==== Provided text ====

As the U.S. forces advanced into Germany from the west, Soviet forces pushed from the East.

For two days in late April, 1945, American patrols had been watching out for the Red Army between the rivers Mulde and Elbe. The rising number of oncoming German refugees, trying to reach the area captured by the American Forces, and the thunderous cannonade of artillery bore witness to their speedy arrival.

On April 25 1945, several encounters along the river Elbe between the cities of Torgau and Riesa took place between members of the American 69th Infantry Division and the 58th Guards Division of 1st Ukrainian Front of the Red Army.

Stunned relief characterized the encounter in the blossom-scented air on that flourishing spring day. For both of Germany’s opponents it was not only visible but also palpable proof that the war could not go on much longer: it was already possible to shake the other’s hand.

Joy spread out followed by curiosity about the legendary “comrade in arms:” the Red Army with its female soldiers adorned with skirts and guns, and the better-equipped American GIs.

“Spirit of the Elbe”

The Americans, who had started in Normandy, had fought their way forward through France and the German Reich and had seized the cities of Kassel and Leipzig during their advance. They were now linked with units from the Red Army, who had pursued the German armed forces along its way since Stalingrad.

The allies could not have been more diverse, since the ideological contrasts and the mutual propaganda had fed the fires of stereotyped prejudices and deep-rooted suspicion both among the ranks of the commanders and the ranks of the infantry.

However, Thau’s memories, combat narratives and pictures of that time portray laughing soldiers sitting on jeeps, comradely embraces, happily posed photos in front of flags.

“The Americans and the Soviets were still a little bit uneasy when they first met,” Jeffrey Thau said. “That soon relaxed when they started exchanging vodka for some of the chocolate bars the us military used to carry. It became sort of a party like atmosphere.”

Lieutenant Thau remembered those moments fondly. He told his son later that he and his comrades had to roll their daily tobacco rations in rouble bills from their pay, assuming that they would never be able to spend them, the supply situation of the Americans was notably better and not just with regard to tobacco.

==== Data supplied ====

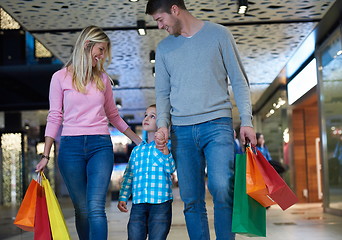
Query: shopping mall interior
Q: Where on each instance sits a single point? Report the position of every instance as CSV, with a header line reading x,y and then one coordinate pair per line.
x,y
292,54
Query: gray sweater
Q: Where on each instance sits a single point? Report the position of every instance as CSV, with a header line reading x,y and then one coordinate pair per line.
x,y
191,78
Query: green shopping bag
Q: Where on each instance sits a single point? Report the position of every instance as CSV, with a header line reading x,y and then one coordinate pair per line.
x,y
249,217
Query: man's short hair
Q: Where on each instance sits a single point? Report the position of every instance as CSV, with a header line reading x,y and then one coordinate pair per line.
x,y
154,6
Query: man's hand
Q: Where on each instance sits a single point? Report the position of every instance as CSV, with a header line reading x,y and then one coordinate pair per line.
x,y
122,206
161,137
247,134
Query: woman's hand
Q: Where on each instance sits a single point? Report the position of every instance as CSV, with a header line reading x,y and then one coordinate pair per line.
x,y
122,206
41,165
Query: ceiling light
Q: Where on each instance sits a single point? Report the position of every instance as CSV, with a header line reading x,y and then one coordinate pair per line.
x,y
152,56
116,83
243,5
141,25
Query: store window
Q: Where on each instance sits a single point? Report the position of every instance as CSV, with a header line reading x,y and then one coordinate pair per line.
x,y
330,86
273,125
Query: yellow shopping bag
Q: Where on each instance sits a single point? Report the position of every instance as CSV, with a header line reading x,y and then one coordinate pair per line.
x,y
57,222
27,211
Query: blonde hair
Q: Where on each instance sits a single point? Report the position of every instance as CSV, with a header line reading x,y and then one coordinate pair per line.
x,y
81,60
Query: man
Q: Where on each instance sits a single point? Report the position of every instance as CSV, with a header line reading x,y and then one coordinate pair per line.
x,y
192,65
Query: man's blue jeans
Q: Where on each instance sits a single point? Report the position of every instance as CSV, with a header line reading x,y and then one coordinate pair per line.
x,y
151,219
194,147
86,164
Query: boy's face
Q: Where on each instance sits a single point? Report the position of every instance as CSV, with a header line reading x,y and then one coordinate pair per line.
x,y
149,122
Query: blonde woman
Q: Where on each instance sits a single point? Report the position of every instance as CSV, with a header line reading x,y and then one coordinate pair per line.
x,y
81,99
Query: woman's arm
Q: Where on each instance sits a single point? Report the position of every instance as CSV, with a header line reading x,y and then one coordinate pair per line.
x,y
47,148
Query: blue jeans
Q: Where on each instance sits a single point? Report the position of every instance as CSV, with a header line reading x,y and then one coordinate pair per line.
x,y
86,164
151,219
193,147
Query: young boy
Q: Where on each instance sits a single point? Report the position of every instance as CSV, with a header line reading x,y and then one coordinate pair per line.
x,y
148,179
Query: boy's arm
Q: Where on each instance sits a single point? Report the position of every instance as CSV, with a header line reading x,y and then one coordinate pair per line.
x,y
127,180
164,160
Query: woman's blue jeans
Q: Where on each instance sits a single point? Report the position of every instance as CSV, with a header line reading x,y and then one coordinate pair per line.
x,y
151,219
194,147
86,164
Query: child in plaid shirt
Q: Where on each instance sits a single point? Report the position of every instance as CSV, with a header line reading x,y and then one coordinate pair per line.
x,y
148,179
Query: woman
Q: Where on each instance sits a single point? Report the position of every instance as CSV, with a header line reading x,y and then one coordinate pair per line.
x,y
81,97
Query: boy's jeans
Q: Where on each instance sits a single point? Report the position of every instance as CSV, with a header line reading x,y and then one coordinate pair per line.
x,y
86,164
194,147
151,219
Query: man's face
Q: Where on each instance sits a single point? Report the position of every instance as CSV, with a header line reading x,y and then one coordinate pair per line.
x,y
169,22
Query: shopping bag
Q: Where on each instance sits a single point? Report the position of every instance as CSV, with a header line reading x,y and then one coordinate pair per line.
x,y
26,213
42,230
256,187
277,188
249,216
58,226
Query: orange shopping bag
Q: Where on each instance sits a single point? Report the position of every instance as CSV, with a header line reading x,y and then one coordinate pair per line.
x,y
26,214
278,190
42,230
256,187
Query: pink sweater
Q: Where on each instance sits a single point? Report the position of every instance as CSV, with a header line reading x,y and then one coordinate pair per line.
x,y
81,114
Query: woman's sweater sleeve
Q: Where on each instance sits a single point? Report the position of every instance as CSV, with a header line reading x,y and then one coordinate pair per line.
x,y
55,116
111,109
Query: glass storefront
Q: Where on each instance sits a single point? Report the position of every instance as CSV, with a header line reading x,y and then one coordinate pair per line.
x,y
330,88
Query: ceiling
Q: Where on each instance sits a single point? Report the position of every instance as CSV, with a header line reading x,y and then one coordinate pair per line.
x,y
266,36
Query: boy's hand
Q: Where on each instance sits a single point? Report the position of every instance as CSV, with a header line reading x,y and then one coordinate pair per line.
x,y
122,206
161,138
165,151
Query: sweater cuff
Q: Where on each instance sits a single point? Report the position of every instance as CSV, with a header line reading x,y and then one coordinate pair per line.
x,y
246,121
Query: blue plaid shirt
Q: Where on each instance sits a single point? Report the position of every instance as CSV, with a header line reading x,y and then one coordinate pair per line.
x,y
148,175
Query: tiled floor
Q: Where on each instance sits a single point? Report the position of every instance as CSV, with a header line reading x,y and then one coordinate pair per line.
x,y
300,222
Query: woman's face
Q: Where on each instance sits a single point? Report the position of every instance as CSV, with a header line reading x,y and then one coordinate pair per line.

====

_What you will do_
a - Which cities does the account of the Elbe link-up name?
b - Can you resume the account of the Elbe link-up from where it stops?
The material has no role in any of this.

_List of answers_
a - Torgau, Riesa, Kassel, Leipzig, Stalingrad

b -
This unexpectedly positive experience with the “class enemy” and “comrade in arms” was such an impressive display of camaraderie for the low ranking soldiers in particular that it went down in history as the “Spirit of the Elbe.” As it says on the trilingual bronze plaques at the memorial of Torgau, the spirit urges the peoples of all nations to resolve their differences by peaceful means and should serve as an eternal beacon to all nations.

Over the course of two days, the soldiers were allowed to visit and greet one another without any type of supervision, after which the commanders prohibited these exchanges. From then on, only registered and accompanied meetings were permitted. This was also true for the war correspondents on both sides in order to prevent spying.

When Thau returned slightly injured to his hometown after the war he discovered that his entire family had been extinguished by members of the German security police. Nothing kept him from leaving. He left the Red Army behind and made his way to Salzburg, Austria. After spending a couple of years as a displaced person, he was able to immigrate to the United States with the help of a Jewish refugee organization and became an American citizen.

He moved to Milwaukee, married and raised a family - two sons and a daughter. He ran two auto repair shops, and every few years the local paper would do another anniversary story about the famous moment captured in the photo, Jeffrey Thau said. His father was very proud of his small role in history.

The moment captured in the photo lives on. The image was the basis for one of the bas-relief sculptures that are built into the National WWII Memorial in Washington D.C.

“(My father) lived the American dream and the country actually gave that to him,” Jeffrey Thau now says. “When he raised us he instilled two major points with us: One to get an education and make sure that you excel in whatever you can do and the other is to remain patriotic to our country.”